*** Opening Text for analysis ***

- Directed by: Hong Won-ki
- Written by: Lynn Q. Yu
- Produced by: Scott Strauss; Basil Iwanyk; Erica Lee; Arden Cho;
- Starring: Adeline Rudolph; Arden Cho; Jeon Somi; John Harlan Kim; May Hong;
- Production companies: Badlands; Desert Bloom; Thunder Road Films; Zanybros;
- Countries: United States South Korea
- Language: English

= Perfect Girl (film) =

Upcoming psychological thriller film

Perfect Girl is an upcoming psychological thriller film directed by Hong Won-ki and written by Lynn Q. Yu. A co-production of South Korea and the United States, the film stars Adeline Rudolph, Arden Cho, Jeon Somi, John Harlan Kim, and May Hong.

== Premise ==
A new K-pop girl group is being formed, and several members are hopefully competing with each other to make the four-person cut before the debut concert. With only a week before the final cut, a new girl enters the competition, and suddenly girls are being stalked and attacked.

== Cast ==
- Adeline Rudolph as Soyeon
- Arden Cho as Grace
- Jeon Somi as Sara
- John Harlan Kim as Daniel
- May Hong
- Peter Lee Jae Yoon
- Samantha Cochran as Jae
- Achiraya Nitibhon
- Nancy McDonie
- Kim Siyoon
- Park Chaerin as Nari
- Emily Mei as Hana

== Production ==
Writer Lynn Q. Yu "fell down the K-pop rabbit hole" during the COVID-19 pandemic after watching the Blackpink documentary Light Up the Sky (2020), and was inspired by the competitive trainee system, as well as learning of several trainees who were cut while finalizing Blackpink's lineup. On what inspired the thriller nature of the script, then titled Unnie, she shares, "I made a comment to my friend at the time: ‘Surely someone has killed someone in order to secure a place and a K-pop group.’ I just made that joke and kind of filed it away." She also added the idea of trainees being up not just because of the system, but because of "someone younger and hotter and more talented came up and supplanted them."

*** Closing Text for analysis ***

[Task instructions]:
• 1. Answer these questions from the film article:
(a) How many places are there in the new K-pop girl group?
(b) Which documentary was the writer watching when she "fell down the K-pop rabbit hole"?
(c) Which actor plays Grace?
• 2. Resume the Perfect Girl film article from its last sentence in the Production section.
The listing after this is separate material and is unrelated to the film article.

*** Opening Entries provided ***

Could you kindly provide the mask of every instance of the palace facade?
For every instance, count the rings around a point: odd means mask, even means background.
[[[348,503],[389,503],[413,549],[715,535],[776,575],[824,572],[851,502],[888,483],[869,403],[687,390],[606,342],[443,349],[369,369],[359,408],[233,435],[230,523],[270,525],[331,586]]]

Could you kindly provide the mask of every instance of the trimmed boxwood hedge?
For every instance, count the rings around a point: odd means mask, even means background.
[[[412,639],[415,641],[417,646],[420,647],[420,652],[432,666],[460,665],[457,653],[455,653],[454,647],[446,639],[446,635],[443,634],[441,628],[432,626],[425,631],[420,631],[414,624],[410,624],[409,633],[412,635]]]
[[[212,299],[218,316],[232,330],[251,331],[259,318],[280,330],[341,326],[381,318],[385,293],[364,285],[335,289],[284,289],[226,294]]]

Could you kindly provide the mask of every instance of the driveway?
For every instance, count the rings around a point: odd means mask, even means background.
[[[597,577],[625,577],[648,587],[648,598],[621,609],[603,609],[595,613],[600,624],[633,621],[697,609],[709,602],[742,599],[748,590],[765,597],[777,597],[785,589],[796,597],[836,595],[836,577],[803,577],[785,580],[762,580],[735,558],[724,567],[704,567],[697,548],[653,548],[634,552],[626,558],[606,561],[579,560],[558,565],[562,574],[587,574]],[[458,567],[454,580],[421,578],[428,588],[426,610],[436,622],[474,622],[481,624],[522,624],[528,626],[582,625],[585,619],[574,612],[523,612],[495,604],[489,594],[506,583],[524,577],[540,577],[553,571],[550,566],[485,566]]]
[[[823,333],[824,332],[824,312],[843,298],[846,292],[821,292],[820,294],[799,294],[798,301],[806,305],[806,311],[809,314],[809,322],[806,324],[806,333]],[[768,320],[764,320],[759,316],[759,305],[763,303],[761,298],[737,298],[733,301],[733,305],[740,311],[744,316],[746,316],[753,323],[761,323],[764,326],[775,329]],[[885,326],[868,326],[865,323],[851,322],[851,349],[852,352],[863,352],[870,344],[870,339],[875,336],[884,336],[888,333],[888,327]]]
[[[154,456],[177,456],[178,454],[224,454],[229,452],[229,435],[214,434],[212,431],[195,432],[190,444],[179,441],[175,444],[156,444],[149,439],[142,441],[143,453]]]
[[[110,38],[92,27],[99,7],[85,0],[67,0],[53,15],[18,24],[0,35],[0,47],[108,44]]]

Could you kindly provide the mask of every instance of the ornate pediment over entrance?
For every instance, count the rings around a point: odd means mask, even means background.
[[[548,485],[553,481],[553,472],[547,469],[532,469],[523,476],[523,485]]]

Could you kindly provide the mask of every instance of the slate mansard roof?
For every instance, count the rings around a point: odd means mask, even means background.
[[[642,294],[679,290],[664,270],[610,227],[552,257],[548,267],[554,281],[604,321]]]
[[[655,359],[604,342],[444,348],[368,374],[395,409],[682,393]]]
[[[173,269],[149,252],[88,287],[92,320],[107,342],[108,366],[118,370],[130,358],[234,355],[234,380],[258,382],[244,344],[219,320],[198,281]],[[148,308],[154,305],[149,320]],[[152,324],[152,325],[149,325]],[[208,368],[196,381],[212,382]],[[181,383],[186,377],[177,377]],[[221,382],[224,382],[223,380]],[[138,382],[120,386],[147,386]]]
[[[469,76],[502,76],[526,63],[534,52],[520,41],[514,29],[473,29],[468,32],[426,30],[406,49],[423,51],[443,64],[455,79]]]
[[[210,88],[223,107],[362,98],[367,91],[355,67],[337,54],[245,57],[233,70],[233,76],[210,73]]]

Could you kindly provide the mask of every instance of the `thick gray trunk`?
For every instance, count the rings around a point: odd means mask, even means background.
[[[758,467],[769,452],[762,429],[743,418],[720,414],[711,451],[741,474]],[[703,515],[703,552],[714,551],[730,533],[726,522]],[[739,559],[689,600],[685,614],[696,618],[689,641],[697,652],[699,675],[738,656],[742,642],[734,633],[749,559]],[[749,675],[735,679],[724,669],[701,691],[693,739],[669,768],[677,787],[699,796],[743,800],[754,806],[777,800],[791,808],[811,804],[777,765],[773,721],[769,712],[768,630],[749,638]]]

*** Closing Entries provided ***

[Results in order]:
• 1.
(a) Four.
(b) The Blackpink documentary Light Up the Sky (2020).
(c) Arden Cho.

• 2.
After finishing drafts of Unnie by 2022, the film was optioned to different production companies and studios for it to be greenlit, but Yu backed out of one deal because she felt she was being lowballed as it was days before the 2023 Hollywood strikes. Yu's script received little traction until it was voted onto The Black List of best unproduced screenplays in 2023. She also received encouragement from executives who were K-pop fans themselves.

The project was picked up by production company Badlands, along with Thunder Road Films, and Hong Won-ki was hired to direct in July 2024. The film was later retitled Perfect Girl, and Arden Cho joined the producing team.

Casting first began in January 2025 with Adeline Rudolph and Cho as the leads, followed by Jeon Somi and John Harlan Kim much later in the year. Somi was mentioned by Yu as one of her ideal cast members for the project. Principal photography began in late October 2025 in Thailand, with May Hong, Peter Lee Jae Yoon, Samantha Cochran, AC Bonifacio, Achiraya Nitibhon, Nancy, Siyoon, and Chaerin rounding out the cast.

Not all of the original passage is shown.